Request
In the forum thread below about a negative lookahead, which string from the small test file was incorrectly matched, returning 12 as an age? Please quote it.
---------- Excerpt provided
Python Forum
Negative lookahead not working, help please
Thread Rating:
  • 3 Vote(s) - 3 Average
  • 1
  • 2
  • 3
  • 4
  • 5
Negative lookahead not working, help please
#1
Hi everyone,

So here is my problem. I have a bunch of tweets and various metadata that I want to analyze for sociolinguistic purposes. In order to do this, I'm trying to infer users' ages thanks to the information they provide in their bio, among others. For that I'm using regular expressions to match a couple of recurring patterns in users' bio, like a user mentioning a number followed by various spellings of "years old" as in:

"John, 30 years old, engineer."

The reason why I'm using regexes for this is that there are actually very few ways people use to mention there age on Twitter, so just three or four regexes would allow me to infer the age of most users in my dataset. However, in this case I also want to check for what comes after "years old", as many people mention their children's age, and I don't want this to be incorrectly associated to the user's age, as in:

"John, father of a 12 year old kid, engineer"


So cases as the one above should be ignored, so that I can only keep users for whom a valid age can be inferred.
My program looks like this:
[code]import csv
import re

with open("test_corpus.csv") as corpus:
    corpus_read = csv.reader(corpus, delimiter=",")
    for row in corpus_read:
        if re.findall(r"\d{2}\s?(?=years old\s?|yo\s?|yr old\s?|y o\s?|yrs old\s?|year old\s?(?!son|daughter|kid|child))",row[5].lower()):
            age = re.findall(r"\d{2}\s?",row[5].lower())
            for i in age:
                print(i)[/code]
The program seems to work in some cases, but in the small test file I created to try it out, it incorrectly matches the age mentioned in the string "I have a 12 yo son", and returns 12 as a matched age, which I don't want it to. I'm guessing this has something to do with brackets or delimiters at some point in the program, but I spent a few days on it, and I could not find anything helpful on the forum, so any help would be appreciated.

Thus, the actual question is: how to make the program not recognize 12 in "John, father of a 12 year old kid, engineer" as the age of the user, based on the program I already have?


I am somewhat new at programming, so apologies if I forgot to mention something important, do not hesitate to tell me if you need more details.

Thanks in advance for any help you could provide!
Reply
#2
Regexes have always been a little bit of black magic to me, lookaheads especially so.  So, have you considered dropping the lookaheads entirely, and just trying to group the age AND the kid status?  Then you can test against the existence of the group to see if it was in the original string.

>>> import re
>>> regex = re.compile(r"(\d{2})\s?(years old|yo|yr old|y o|yrs old|year old)\s*(son|daughter|kid|child)?")
>>> test1 = "John, 30 years old, engineer."
>>> test2 = "John, father of a 12 year old kid, engineer"
>>> regex.findall(test1)
[('30', 'years old', '')]
>>> regex.findall(test2)
[('12', 'year old', 'kid')]
>>>
You can see that then, one of those has a value for the third group, and the other is just an empty string.  So you can do:
matches = regex.findall(test)
if not matches[2]:
    # do things with the age
Reply
#3
(Feb-26-2017, 01:48 PM)MitchBuchanon Wrote: Thus, the actual question is: how to make the program not recognize 12 in "John, father of a 12 year old kid, engineer" as the age of the user, based on the program I already have?
--------------------
---------- Data entries
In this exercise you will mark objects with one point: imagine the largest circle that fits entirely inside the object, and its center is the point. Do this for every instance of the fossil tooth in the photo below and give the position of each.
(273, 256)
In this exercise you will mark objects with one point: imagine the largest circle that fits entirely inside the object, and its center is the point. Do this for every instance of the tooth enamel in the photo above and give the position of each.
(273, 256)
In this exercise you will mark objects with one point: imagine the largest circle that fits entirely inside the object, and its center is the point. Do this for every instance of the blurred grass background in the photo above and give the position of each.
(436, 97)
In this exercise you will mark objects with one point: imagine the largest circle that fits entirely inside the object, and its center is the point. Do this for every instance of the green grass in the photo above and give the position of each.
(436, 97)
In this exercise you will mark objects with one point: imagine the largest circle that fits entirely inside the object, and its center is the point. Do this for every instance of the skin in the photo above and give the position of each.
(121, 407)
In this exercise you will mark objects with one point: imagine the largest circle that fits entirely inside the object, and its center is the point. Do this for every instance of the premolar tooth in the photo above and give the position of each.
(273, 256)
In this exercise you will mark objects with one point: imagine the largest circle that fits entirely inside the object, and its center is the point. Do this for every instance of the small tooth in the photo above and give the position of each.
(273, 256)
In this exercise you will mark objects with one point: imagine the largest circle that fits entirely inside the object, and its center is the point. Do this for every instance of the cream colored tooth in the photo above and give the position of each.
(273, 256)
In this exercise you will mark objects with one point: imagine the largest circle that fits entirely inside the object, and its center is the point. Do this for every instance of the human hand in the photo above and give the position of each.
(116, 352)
--------------------
Exercise answer
"I have a 12 yo son"